AIM OF THE EXERCISE: Each line below should be restated word for word.

--------------------------------------------------

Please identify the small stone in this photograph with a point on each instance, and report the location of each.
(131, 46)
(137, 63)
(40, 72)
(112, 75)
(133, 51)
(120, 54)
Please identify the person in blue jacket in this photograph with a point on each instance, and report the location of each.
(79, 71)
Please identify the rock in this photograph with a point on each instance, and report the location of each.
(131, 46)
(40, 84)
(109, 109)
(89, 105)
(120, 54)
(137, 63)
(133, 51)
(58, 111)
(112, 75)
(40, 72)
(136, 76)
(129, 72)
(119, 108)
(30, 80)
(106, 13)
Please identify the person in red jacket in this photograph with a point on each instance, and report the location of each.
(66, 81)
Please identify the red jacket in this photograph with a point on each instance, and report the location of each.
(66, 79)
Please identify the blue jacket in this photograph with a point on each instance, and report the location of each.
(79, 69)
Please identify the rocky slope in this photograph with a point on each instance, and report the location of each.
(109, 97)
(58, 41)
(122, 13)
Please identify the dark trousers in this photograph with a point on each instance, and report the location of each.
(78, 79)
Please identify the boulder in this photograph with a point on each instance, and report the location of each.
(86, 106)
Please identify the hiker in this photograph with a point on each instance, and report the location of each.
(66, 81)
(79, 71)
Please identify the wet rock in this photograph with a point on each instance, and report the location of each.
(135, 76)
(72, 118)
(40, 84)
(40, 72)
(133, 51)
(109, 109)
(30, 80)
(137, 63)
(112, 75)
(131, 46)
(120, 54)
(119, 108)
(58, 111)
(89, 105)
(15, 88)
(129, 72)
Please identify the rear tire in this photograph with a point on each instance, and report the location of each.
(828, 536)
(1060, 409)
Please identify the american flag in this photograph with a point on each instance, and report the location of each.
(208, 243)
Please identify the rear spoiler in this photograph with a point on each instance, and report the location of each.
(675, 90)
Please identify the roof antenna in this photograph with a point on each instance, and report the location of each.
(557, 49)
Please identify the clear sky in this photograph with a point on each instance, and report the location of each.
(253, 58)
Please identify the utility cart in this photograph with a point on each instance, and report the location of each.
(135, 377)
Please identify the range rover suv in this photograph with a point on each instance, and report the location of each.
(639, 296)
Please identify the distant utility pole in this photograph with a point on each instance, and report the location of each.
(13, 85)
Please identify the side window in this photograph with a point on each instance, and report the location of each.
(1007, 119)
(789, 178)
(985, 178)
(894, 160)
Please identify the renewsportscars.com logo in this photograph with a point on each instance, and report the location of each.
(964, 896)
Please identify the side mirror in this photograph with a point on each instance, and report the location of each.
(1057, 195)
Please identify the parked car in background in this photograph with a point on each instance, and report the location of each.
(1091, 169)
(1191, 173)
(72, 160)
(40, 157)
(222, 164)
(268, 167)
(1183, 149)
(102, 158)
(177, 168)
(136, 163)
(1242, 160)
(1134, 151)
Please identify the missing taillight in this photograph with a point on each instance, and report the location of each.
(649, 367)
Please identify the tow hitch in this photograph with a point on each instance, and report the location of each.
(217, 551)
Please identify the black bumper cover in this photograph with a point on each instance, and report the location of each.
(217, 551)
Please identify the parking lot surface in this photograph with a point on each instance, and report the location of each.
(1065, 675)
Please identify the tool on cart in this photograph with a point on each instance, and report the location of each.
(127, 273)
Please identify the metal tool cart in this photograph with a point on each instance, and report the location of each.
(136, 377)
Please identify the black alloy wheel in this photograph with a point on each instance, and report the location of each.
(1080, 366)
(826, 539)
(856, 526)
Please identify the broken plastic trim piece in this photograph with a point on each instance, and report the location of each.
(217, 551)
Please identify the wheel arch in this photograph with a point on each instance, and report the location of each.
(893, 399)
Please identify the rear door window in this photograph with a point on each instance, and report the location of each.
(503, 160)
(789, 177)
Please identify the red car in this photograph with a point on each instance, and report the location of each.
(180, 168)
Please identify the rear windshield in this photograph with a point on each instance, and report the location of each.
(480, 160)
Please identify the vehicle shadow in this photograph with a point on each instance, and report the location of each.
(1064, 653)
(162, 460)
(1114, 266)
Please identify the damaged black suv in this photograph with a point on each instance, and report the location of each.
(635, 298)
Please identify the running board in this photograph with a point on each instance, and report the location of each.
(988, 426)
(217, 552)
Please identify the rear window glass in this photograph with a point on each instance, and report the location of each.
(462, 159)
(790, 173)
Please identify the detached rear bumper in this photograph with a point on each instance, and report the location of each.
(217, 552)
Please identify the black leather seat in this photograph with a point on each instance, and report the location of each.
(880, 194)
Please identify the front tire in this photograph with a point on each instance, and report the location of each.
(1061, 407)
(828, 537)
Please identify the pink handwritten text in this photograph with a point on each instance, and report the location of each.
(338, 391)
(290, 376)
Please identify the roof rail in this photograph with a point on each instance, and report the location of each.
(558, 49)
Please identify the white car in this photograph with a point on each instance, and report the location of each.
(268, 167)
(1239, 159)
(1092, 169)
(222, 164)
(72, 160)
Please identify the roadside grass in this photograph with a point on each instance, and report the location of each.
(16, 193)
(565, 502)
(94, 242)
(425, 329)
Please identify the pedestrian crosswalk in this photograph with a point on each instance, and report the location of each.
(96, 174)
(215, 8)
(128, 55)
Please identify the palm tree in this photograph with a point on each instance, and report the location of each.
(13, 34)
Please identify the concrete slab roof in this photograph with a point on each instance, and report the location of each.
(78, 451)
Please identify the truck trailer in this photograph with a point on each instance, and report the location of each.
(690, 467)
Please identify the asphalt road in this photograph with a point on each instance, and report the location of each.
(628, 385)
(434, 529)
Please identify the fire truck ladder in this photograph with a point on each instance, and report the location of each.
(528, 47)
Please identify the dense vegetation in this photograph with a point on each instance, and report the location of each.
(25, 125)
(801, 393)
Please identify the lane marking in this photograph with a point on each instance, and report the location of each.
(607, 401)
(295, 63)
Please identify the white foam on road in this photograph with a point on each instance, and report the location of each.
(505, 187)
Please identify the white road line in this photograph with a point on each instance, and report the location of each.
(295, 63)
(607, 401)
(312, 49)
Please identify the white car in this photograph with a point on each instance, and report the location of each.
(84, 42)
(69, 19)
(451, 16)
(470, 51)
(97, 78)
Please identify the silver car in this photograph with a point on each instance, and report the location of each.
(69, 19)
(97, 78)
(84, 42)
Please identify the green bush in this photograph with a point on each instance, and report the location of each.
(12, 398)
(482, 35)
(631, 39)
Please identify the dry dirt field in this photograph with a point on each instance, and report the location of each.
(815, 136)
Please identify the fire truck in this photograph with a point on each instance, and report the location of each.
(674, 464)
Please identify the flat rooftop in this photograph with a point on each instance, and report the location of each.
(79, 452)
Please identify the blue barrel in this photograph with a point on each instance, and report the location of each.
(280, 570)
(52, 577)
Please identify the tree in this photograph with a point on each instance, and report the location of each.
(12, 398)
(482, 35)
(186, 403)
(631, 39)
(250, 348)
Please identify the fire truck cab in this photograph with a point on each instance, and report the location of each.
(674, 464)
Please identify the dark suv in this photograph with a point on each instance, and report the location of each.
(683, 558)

--------------------------------------------------

EXERCISE RESPONSE:
Please identify the small stone in this photograph with a point on each instance, and report the location of each.
(131, 46)
(137, 63)
(40, 72)
(112, 75)
(133, 51)
(120, 54)
Please identify the person in blue jacket in this photograph with a point on each instance, and report the location of each.
(79, 71)
Please identify the rock in this photograph with a point on each instance, and report the location of each.
(131, 46)
(40, 84)
(109, 109)
(89, 105)
(120, 54)
(137, 63)
(133, 51)
(58, 111)
(112, 75)
(40, 72)
(136, 76)
(129, 72)
(119, 108)
(30, 80)
(106, 13)
Please identify the person in red jacket in this photograph with a point on each instance, and report the location of each.
(66, 81)
Please identify the red jacket in this photograph with a point on each instance, and report the location of each.
(66, 79)
Please identify the blue jacket in this photograph with a point on each instance, and report the location of each.
(79, 69)
Please identify the rocky slope in this photograph with a point on each instance, and report the location of each.
(109, 97)
(58, 41)
(122, 13)
Please identify the dark trousers in this photograph with a point on each instance, and report the location of each.
(78, 79)
Please identify the boulder in this photograph with a point on each instance, and report the location of each.
(86, 106)
Please identify the hiker in this photograph with a point on each instance, and report the location of each.
(66, 81)
(79, 71)
Please identify the wet rock in this photograph with a point on each instance, and report the location of each.
(135, 76)
(72, 118)
(40, 84)
(40, 72)
(133, 51)
(109, 109)
(30, 80)
(137, 63)
(112, 75)
(131, 46)
(120, 54)
(119, 108)
(58, 111)
(89, 105)
(15, 88)
(129, 72)
Please identify the rear tire in this photograph with a point on each instance, and report the location of each.
(828, 536)
(1060, 409)
Please identify the american flag in this photograph with a point on each instance, and report the location of each.
(208, 243)
Please identify the rear spoiler in this photograph with a point on each instance, and report the location of each.
(675, 90)
Please identify the roof antenna in this photograph with a point on each instance, and report the location of each.
(557, 49)
Please identify the clear sky in this photograph with a point on each instance, and report the location of each.
(253, 58)
Please identify the utility cart in this photograph with a point on each instance, and report the location of each.
(135, 377)
Please identify the range rover suv in this photograph with a point on each instance, and report the location of each.
(639, 296)
Please identify the distant utility pole in this photograph with a point on each instance, and report the location of each.
(13, 85)
Please identify the side window in this photograph with a point on each instance, and report the location of each.
(1007, 119)
(789, 178)
(985, 178)
(894, 160)
Please identify the renewsportscars.com logo in this photograph with a point on each instance, and report the location of each.
(964, 896)
Please identify the side mirror in this photograph with a point on each instance, and report the location of each.
(1057, 195)
Please identify the parked car in background in this photograph with a point on each instance, and report the location of each.
(1091, 169)
(1191, 173)
(72, 160)
(40, 157)
(222, 164)
(268, 167)
(1183, 149)
(102, 158)
(177, 168)
(136, 163)
(1242, 160)
(1134, 151)
Please identify the missing taillight in this photograph with a point on each instance, and report the location of each.
(649, 367)
Please identify the tow hitch in this photograph with a point on each instance, and report the location of each.
(217, 551)
Please identify the black bumper cover in this photograph with a point on each instance, and report the location of each.
(217, 551)
Please identify the parking lot surface in this photograph with a point on each instance, and report the location of each.
(1065, 675)
Please identify the tool on cart in this photograph with a point on each instance, and report the location of each.
(127, 273)
Please identify the metal tool cart in this photograph with a point on each instance, and report the location of each.
(136, 377)
Please identify the black alloy wheel in this photograph with a point on each instance, and report the location of each.
(1080, 366)
(826, 539)
(856, 526)
Please identify the broken plastic trim piece in this photograph with a point on each instance, and report the location of each.
(217, 551)
Please identify the wheel arch in this photograph with a point on each instance, and report the location of each.
(893, 399)
Please identify the rear door window in this photograph with a point on each instance, and report the location of each.
(503, 160)
(789, 177)
Please identify the red car in this photograph with a point on each instance, and report the location of each.
(180, 168)
Please identify the rear windshield in this photograph with a point on each instance, and report the location of each.
(480, 160)
Please identify the vehicle shadow in this photograph with a point on each instance, and report the location of each.
(1064, 653)
(162, 460)
(1114, 266)
Please identify the damaged black suv in this photograph with a point on each instance, and report the location of each.
(635, 298)
Please identify the running board in this photograph with a point on each instance, and report the location of each.
(988, 426)
(217, 552)
Please identify the rear window glass in this photograph with a point on each instance, and report the location of each.
(462, 159)
(790, 173)
Please identify the detached rear bumper in this photograph with a point on each instance, and report the location of each.
(217, 552)
Please identify the black leather seat in this photograph with a point on each instance, and report the location of each.
(880, 194)
Please identify the front tire in this photograph with a point on each instance, and report the location of each.
(1061, 407)
(828, 537)
Please identify the pink handwritten text in this photograph with a point on each instance, and report the location of each.
(338, 391)
(290, 376)
Please identify the roof rail in this photograph with a point on each instance, and report the location of each.
(558, 49)
Please identify the white car in this photograph with a point on each instance, and report the location of each.
(268, 167)
(1239, 159)
(1092, 169)
(222, 164)
(72, 160)
Please identify the roadside grass in this photograph with a point on each instance, and report the location of each.
(16, 193)
(565, 502)
(94, 242)
(425, 329)
Please identify the pedestrian crosswalk in this photograph with a point on each instance, and report the location of each.
(96, 174)
(215, 8)
(128, 55)
Please identify the palm tree in this photograph with a point on each instance, and report the location of each.
(13, 34)
Please identify the concrete slab roof in this photograph with a point on each instance, and report the location of each.
(78, 451)
Please identify the truck trailer in this photograph with a point on each instance, and report the location of each.
(690, 467)
Please identify the asphalt road in this photograph with a point on each instance, and report the location of each.
(628, 385)
(434, 529)
Please identify the fire truck ladder in this photograph with a point on each instance, and report the location of each.
(528, 47)
Please identify the dense vegetation in this photograph with a point on each instance, and report the location of each.
(25, 125)
(801, 393)
Please identify the lane marking in this photograph with a point on each instance, and report the location of each.
(607, 401)
(295, 63)
Please identify the white foam on road in this photograph with a point on each instance, and report the location of each.
(505, 187)
Please identify the white road line in this photograph with a point on each instance, and report the location of each.
(295, 63)
(607, 401)
(312, 49)
Please identify the white car in this photograph with a point on each instance, and report the location of each.
(84, 42)
(69, 19)
(451, 16)
(470, 51)
(97, 78)
Please identify the silver car in this photograph with a point on each instance, and report the location of each.
(69, 19)
(97, 78)
(84, 42)
Please identify the green bush in this photograph with a point on each instance, and report the location of each.
(12, 398)
(482, 35)
(631, 39)
Please identify the dry dirt field in this photograph with a point on each instance, and report the location of each.
(815, 136)
Please identify the fire truck in this photograph with a point on each instance, and report the location of each.
(674, 464)
Please identify the flat rooftop in this photograph with a point on each instance, and report the location of each.
(79, 452)
Please identify the blue barrel in this photograph with a point on each instance, and report the location of each.
(280, 570)
(52, 577)
Please identify the tree in this photograph with a point on each instance, and report the location of each.
(12, 398)
(482, 35)
(186, 403)
(631, 39)
(250, 348)
Please identify the fire truck cab in this photograph with a point on each instance, and report the location of each.
(674, 464)
Please identify the dark suv in this photograph with a point on each instance, and report the location of each.
(683, 558)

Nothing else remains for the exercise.